[Records excerpted from a collection]
** Start **
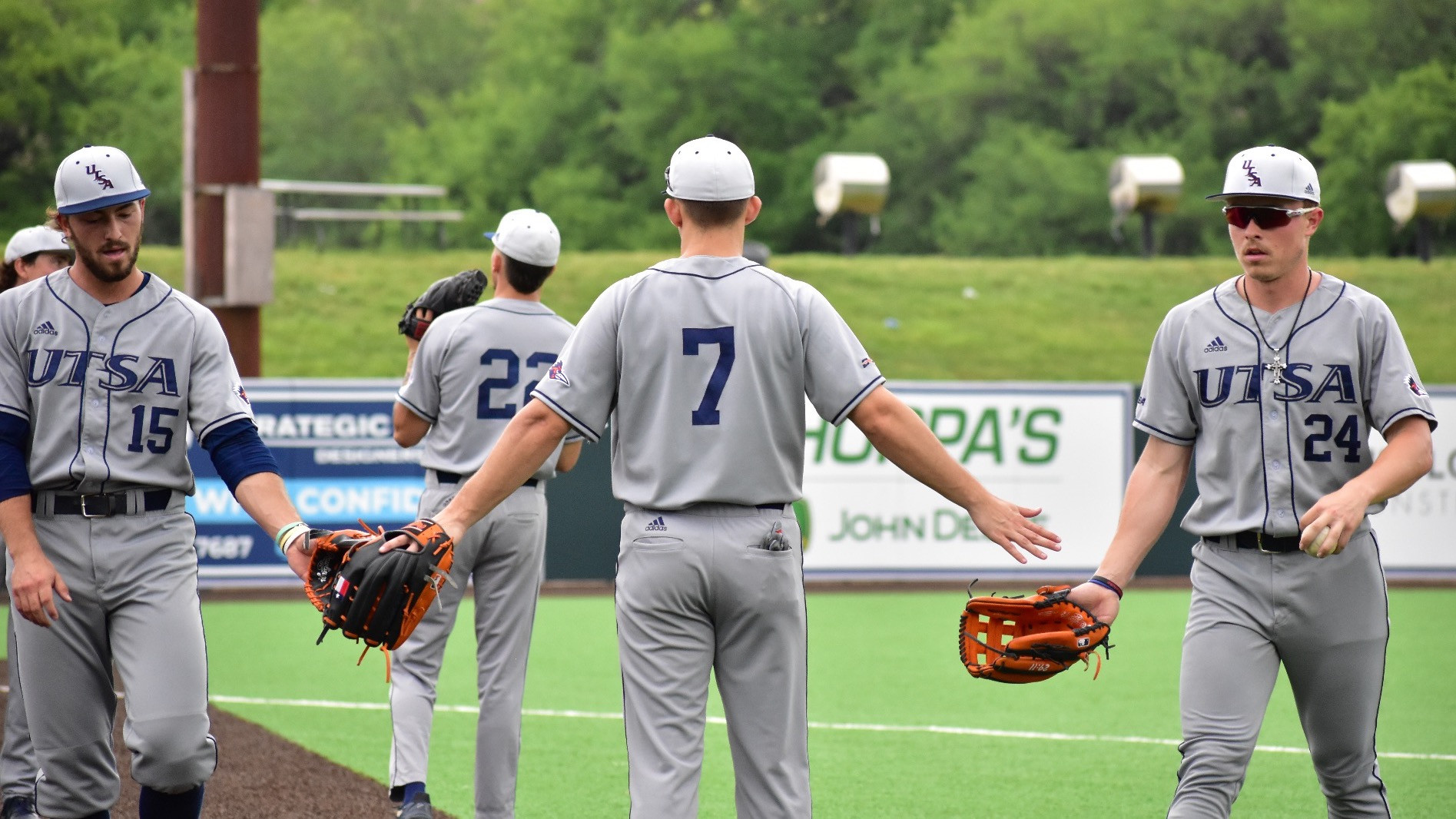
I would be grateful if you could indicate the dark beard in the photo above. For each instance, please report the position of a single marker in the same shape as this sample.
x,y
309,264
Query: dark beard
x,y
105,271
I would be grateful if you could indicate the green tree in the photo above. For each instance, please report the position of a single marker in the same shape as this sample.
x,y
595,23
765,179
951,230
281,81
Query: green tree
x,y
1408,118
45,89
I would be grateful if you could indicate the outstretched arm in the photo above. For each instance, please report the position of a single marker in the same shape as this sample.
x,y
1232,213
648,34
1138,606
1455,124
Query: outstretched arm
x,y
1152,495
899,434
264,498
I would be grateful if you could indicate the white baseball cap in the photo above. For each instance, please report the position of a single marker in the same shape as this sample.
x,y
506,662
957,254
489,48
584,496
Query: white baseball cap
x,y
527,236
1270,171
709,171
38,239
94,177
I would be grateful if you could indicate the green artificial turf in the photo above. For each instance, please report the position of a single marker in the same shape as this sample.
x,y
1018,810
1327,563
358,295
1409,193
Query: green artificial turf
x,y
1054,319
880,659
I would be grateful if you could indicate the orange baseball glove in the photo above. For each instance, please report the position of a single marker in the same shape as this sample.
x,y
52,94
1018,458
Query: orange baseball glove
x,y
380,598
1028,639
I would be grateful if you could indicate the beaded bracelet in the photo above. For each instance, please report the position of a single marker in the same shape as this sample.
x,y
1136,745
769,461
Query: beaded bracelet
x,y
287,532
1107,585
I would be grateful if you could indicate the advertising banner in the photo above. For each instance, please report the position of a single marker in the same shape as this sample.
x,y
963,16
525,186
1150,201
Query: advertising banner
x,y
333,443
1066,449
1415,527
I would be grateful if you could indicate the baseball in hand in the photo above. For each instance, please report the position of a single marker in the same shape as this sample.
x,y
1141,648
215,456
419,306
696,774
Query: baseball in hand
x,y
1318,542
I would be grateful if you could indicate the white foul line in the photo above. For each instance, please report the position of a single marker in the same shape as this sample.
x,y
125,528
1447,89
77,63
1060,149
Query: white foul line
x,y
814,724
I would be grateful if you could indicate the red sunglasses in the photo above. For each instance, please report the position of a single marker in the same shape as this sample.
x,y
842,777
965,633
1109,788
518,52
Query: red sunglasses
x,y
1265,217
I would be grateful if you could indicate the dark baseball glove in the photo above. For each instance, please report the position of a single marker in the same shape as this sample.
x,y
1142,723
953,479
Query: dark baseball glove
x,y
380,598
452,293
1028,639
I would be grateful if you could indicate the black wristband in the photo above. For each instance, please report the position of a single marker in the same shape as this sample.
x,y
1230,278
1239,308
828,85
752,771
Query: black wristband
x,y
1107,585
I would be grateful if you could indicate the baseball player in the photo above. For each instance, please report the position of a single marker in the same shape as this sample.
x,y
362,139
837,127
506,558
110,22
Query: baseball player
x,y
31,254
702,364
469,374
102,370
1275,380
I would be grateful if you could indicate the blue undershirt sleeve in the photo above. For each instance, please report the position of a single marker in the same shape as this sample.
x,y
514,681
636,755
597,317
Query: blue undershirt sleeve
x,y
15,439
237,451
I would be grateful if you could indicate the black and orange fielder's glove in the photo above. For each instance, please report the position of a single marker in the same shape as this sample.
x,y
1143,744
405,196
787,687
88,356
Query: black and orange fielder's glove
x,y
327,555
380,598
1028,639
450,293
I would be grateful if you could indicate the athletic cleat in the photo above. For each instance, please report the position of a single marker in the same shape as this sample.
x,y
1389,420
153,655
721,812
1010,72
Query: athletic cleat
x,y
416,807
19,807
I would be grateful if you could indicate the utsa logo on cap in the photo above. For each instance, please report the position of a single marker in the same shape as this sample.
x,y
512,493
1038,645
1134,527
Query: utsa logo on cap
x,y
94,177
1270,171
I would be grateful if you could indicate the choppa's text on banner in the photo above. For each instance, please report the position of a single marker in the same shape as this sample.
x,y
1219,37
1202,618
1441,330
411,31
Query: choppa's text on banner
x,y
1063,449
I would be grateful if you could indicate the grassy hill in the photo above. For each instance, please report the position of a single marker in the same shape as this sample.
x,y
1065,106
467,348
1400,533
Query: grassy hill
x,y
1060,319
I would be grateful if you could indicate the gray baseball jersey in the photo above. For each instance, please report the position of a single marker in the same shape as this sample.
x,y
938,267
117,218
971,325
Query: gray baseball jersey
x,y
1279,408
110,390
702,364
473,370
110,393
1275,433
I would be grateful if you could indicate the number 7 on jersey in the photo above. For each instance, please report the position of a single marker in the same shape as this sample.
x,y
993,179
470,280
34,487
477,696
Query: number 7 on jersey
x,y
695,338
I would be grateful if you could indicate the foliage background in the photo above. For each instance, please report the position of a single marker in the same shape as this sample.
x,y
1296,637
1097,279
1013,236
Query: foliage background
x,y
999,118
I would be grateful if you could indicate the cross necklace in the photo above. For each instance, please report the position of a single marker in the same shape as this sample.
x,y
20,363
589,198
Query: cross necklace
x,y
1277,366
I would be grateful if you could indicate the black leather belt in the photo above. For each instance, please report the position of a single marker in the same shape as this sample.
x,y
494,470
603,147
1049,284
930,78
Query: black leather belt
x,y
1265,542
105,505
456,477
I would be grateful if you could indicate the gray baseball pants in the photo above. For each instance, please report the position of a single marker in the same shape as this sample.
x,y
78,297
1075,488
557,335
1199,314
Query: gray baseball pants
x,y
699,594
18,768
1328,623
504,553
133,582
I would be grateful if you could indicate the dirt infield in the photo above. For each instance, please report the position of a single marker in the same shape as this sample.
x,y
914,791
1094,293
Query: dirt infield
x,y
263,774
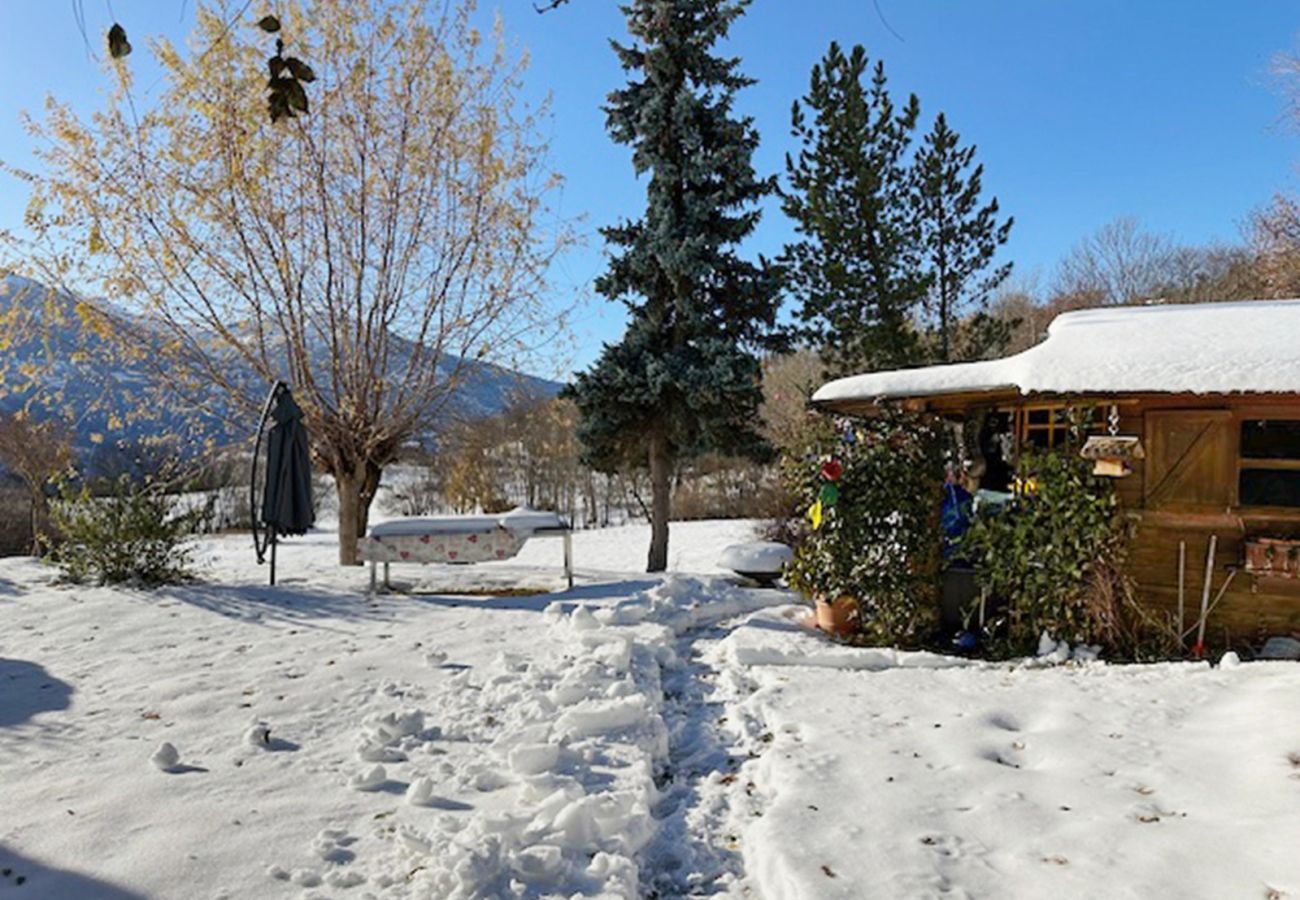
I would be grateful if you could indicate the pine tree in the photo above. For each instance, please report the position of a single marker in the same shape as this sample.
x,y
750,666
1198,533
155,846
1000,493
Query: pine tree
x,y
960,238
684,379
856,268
** End **
** Start **
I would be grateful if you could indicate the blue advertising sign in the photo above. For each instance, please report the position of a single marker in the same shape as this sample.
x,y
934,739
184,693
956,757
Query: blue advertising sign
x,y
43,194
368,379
** End **
** Start **
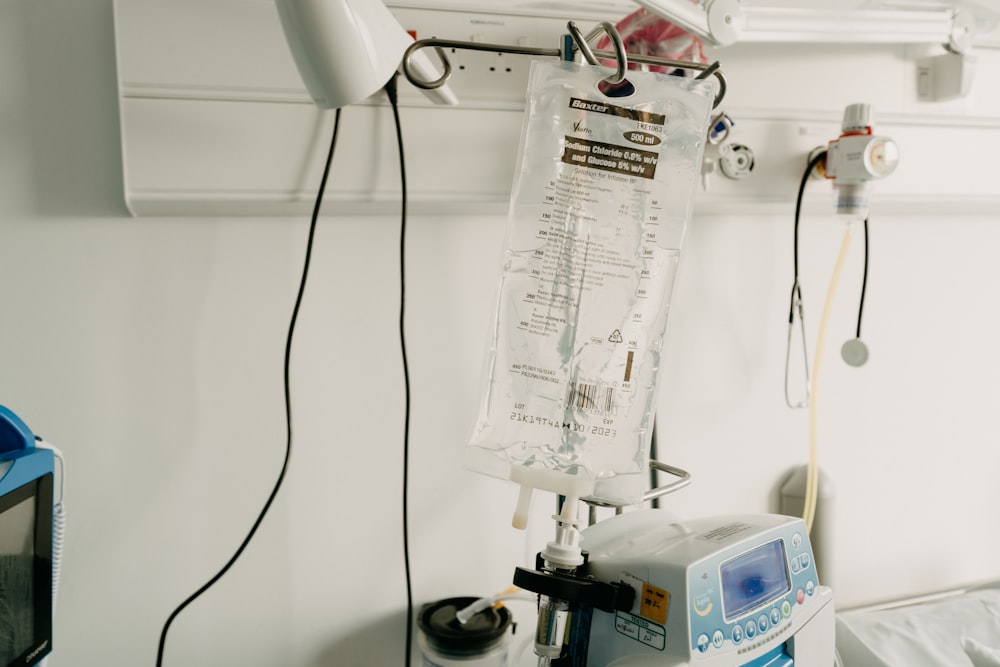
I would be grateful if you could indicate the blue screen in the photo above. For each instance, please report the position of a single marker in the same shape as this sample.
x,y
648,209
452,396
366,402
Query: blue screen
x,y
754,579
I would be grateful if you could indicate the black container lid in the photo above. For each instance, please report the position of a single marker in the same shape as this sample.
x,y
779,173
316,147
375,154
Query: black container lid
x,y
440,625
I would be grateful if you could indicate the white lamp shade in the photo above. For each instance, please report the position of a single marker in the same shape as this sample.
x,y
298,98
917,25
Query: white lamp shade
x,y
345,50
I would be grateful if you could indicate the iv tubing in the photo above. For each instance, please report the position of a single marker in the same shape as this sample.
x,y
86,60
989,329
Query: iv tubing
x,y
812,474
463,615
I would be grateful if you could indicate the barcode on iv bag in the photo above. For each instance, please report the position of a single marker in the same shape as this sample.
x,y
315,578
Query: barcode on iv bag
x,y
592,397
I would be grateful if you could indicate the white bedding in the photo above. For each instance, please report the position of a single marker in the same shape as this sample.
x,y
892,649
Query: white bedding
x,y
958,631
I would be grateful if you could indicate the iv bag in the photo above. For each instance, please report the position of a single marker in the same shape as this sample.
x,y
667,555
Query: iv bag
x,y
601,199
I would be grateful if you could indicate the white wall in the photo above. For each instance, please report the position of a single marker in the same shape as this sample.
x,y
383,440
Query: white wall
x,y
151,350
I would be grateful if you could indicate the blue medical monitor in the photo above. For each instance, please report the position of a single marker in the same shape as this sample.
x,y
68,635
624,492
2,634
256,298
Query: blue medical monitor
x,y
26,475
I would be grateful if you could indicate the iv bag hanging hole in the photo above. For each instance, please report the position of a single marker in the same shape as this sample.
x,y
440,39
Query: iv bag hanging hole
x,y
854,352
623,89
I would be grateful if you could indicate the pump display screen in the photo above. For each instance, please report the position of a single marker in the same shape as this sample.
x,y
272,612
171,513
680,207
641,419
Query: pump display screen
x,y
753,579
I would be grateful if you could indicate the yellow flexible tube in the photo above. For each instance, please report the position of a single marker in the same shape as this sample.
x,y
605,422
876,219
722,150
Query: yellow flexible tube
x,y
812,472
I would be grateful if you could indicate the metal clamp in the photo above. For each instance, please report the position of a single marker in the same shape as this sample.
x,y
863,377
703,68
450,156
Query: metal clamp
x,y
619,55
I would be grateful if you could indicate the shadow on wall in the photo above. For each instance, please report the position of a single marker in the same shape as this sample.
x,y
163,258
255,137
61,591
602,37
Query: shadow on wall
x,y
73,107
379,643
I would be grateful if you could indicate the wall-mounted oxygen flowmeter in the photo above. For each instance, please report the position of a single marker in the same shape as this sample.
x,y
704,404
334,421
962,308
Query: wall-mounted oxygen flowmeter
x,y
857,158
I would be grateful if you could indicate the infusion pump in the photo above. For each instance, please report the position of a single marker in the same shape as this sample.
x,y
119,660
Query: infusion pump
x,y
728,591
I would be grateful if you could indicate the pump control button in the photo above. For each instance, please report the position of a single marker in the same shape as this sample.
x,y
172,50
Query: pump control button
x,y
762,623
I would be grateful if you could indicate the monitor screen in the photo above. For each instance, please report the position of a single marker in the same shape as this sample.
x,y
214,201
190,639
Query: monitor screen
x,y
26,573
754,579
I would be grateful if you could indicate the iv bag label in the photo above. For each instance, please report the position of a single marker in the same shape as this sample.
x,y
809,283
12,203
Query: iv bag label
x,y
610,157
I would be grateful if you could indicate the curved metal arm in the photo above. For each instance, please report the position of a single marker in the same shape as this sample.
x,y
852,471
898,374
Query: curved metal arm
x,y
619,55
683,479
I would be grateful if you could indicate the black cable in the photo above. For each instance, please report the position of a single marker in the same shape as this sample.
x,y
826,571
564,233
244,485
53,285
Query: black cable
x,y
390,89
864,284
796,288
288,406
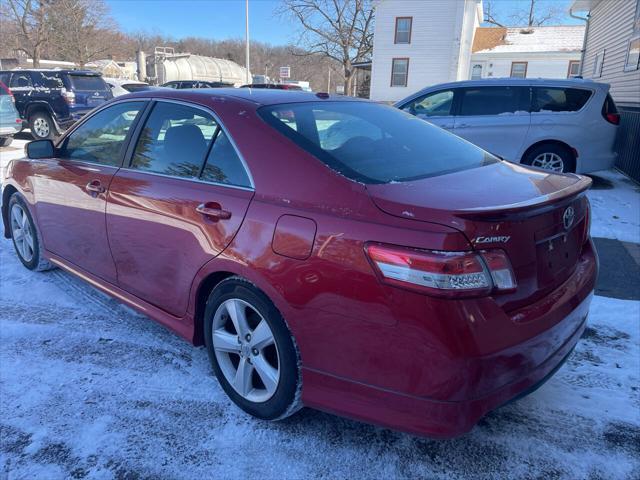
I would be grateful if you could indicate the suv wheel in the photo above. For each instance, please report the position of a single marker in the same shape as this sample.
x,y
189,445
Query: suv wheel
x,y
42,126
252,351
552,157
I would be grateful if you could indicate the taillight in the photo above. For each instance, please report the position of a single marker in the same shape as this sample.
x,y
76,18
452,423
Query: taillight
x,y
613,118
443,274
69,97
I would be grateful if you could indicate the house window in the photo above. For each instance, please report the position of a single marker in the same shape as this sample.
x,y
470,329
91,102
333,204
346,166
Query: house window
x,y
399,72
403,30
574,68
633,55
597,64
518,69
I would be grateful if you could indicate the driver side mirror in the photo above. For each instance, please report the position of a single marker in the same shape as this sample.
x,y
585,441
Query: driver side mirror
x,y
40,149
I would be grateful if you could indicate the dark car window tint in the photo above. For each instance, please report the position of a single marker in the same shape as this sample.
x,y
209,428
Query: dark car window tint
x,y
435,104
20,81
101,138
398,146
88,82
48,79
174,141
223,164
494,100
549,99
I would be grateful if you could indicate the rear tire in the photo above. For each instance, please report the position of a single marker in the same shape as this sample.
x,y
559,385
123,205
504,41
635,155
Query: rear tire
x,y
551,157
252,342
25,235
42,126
** End **
DIRECTIONS: Pick out every line in the rows above that contains the word "dark", and copy each one. Case counts.

OUTPUT OF THE EXERCISE:
I would be grateful if you could indicate the dark beard in the photo above. For each instance, please report the position of a single marker in the same shape as this sample.
Query: dark beard
I would be grateful if you could indicate the dark baseball glove in the photo above. For each instance, please report the position of a single marker in the same shape as this sample.
Query: dark baseball glove
I would be grateful if you could indicate the dark car window tint in the photo above. For each instance, please report the position of a single marker in the same shape as this sample.
Query: dark car window tint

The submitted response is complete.